▶ **EXERCISE DESCRIPTION**: Switch "objects" to "entries" in every row, keeping everything else the same.

▶ **Stored items from a collection**:
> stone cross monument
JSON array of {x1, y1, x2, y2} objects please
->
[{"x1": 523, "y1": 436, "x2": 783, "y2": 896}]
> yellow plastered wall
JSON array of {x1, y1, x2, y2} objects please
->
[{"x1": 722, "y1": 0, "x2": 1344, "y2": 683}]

▶ **COMPLETE ANSWER**:
> stone cross monument
JSON array of {x1, y1, x2, y2} entries please
->
[{"x1": 523, "y1": 436, "x2": 783, "y2": 896}]
> yellow plastered wall
JSON array of {x1, y1, x2, y2} entries please
->
[{"x1": 722, "y1": 0, "x2": 1344, "y2": 683}]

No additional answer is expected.